# Exercise
Rescale the stretch from the start of the records through the line containing "174,13 -> 211,25", requests included, by multiplying every box coordinate in the answers by 0.35 and rounding to whole numbers, halves up. Give only those lines again, leaving the requests and their format samples unchanged.

# Data for the task
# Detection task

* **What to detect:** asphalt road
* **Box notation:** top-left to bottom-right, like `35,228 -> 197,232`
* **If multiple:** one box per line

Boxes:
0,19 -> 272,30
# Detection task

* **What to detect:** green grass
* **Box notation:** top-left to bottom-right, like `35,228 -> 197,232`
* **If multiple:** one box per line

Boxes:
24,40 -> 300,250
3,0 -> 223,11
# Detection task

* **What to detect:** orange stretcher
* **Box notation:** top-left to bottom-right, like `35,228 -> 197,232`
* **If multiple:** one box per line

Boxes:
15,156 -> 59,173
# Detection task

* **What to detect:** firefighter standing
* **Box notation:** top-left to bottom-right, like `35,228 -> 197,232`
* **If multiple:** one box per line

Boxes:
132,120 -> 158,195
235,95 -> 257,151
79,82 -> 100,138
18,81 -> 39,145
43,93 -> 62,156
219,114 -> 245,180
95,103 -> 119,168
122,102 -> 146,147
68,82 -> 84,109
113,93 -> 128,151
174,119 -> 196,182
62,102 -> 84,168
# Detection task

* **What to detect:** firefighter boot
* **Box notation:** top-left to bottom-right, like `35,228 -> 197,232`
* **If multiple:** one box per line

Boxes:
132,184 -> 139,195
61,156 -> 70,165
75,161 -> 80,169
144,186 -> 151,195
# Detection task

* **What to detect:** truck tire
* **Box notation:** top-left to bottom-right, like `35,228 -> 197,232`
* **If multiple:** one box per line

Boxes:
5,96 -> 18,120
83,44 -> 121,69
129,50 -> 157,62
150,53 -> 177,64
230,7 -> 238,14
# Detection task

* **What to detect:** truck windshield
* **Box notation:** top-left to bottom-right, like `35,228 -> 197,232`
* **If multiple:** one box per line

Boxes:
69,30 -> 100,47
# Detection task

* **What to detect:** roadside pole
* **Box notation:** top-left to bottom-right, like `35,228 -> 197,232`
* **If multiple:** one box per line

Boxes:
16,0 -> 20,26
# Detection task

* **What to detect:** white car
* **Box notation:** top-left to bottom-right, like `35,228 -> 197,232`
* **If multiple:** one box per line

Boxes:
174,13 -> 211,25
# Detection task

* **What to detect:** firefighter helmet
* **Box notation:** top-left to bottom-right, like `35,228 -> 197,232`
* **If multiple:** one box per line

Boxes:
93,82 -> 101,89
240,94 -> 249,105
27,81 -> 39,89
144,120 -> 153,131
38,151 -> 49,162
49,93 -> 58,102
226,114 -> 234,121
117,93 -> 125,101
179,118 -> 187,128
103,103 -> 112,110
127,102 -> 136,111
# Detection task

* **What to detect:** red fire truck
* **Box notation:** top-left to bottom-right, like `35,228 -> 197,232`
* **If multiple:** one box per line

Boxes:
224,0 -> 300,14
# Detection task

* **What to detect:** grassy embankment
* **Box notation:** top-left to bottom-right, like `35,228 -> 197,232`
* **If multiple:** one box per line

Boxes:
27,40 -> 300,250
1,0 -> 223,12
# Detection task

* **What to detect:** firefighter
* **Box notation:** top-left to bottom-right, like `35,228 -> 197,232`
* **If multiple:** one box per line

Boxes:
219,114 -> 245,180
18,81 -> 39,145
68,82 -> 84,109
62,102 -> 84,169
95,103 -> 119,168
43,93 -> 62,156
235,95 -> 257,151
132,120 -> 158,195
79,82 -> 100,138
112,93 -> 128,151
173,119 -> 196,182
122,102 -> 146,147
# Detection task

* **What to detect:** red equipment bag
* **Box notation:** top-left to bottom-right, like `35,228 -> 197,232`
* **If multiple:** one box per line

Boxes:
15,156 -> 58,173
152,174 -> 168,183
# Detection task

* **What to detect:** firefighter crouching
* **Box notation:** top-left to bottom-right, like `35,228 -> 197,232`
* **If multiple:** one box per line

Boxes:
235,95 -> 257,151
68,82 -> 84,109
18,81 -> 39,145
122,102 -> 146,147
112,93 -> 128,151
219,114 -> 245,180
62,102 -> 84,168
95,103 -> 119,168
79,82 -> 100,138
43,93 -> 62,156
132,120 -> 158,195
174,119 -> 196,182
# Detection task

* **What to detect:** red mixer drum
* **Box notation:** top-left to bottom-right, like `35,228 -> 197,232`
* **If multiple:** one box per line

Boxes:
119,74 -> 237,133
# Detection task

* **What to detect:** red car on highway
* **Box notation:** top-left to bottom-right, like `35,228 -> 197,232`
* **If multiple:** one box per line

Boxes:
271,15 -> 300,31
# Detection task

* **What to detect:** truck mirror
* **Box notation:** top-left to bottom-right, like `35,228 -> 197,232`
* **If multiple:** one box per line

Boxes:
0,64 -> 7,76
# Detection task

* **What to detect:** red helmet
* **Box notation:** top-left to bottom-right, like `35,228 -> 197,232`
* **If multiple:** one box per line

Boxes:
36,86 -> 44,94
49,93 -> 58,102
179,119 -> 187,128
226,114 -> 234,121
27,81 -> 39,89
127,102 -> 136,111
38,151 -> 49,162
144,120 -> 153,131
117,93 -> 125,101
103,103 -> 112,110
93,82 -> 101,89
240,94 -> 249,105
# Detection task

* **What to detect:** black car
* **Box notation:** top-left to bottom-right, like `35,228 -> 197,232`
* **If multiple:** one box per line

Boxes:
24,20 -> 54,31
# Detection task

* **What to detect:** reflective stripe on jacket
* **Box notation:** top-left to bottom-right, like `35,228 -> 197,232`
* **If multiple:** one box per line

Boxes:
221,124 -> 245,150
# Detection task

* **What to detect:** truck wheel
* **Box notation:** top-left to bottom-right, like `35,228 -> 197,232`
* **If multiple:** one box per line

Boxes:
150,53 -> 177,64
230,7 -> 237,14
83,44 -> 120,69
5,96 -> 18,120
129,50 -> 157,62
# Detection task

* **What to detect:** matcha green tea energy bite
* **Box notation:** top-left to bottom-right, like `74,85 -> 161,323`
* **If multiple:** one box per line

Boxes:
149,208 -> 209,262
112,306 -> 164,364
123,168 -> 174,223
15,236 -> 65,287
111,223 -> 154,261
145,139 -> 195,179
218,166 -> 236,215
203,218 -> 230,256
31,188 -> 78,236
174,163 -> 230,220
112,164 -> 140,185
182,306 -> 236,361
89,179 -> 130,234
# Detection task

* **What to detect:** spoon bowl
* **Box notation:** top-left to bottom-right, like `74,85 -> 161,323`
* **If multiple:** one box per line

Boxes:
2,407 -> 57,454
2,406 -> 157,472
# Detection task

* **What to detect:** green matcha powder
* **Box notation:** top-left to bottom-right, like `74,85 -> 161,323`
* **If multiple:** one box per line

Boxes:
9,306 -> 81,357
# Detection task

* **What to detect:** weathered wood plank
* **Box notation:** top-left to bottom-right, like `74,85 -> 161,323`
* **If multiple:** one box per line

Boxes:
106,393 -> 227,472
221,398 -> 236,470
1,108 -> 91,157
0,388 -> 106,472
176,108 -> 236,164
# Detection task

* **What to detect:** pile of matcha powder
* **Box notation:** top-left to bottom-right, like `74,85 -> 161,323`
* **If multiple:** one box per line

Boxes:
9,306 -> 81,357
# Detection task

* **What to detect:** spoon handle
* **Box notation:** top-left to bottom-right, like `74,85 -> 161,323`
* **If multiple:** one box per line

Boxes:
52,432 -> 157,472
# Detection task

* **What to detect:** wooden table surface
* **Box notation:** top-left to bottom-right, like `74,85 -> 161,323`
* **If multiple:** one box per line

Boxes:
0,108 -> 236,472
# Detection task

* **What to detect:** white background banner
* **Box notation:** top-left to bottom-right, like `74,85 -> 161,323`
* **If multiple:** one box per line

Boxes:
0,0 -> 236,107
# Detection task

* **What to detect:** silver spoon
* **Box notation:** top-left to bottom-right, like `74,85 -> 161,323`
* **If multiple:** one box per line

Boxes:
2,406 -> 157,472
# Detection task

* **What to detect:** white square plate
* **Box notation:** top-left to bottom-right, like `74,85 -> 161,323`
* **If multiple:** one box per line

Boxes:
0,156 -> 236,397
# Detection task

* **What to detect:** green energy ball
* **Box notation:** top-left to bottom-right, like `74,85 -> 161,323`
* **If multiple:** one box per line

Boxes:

# Full output
# Detection task

* **What to detect:** asphalt road
* **Box notation:** top-left to bottom-right, like `35,228 -> 197,232`
* **If multiple:** one box per line

Boxes:
0,7 -> 95,11
# Detection task

* **What to detect:** green grass
* **Box notation:** top-left to bottom-right, like `35,228 -> 197,232`
* **If multiple:** one box per line

Boxes:
8,14 -> 105,88
1,0 -> 78,4
# Detection task

* **What to detect:** orange stretcher
* **Box notation:** top-left to bottom-right, like `35,228 -> 197,232`
* **If multiple:** one box per line

Boxes:
5,55 -> 21,61
# Detection task

* **What to detect:** firefighter standing
* **Box notation:** top-left to bottom-right, like `35,228 -> 197,232`
* **If multiple:** one box per line

Boxes:
46,42 -> 55,68
82,33 -> 90,53
28,29 -> 35,48
6,28 -> 14,51
15,33 -> 22,55
77,40 -> 86,63
33,36 -> 42,59
43,36 -> 51,51
24,29 -> 29,38
40,33 -> 45,53
61,42 -> 69,64
22,36 -> 29,59
# Detection task

* **What to detect:** firefighter boot
* **Box notation:** top-left to bottom-right, like `35,228 -> 197,232`
* **If multiple:** one box per line

Boxes:
46,64 -> 49,68
21,55 -> 25,58
26,56 -> 28,59
50,65 -> 53,68
# Detection task

* **What to detect:** truck tire
* **Box notation:** top-left to bottom-right, like `35,228 -> 197,232`
* **If multiple:** one box per line

Boxes:
2,34 -> 6,42
29,15 -> 42,24
45,18 -> 55,22
53,19 -> 62,22
81,2 -> 83,5
# Detection task

* **What to detect:** truck windshield
* **Box notation:** top-left to bottom-right, like `35,228 -> 197,232`
* **If multiple:** one box per line

Boxes:
24,11 -> 35,16
# Detection task

* **What to detect:** roadside pole
* **Box notation:** top-left to bottom-right, like `35,228 -> 197,232`
* **If multiple:** one box per line

Boxes:
6,0 -> 7,9
# Detection task

* **What to detect:** white car
* **Box notation:** top-left to bottom-right, like `35,228 -> 197,232`
* **If multiple:** one box per line

Boxes:
61,5 -> 74,9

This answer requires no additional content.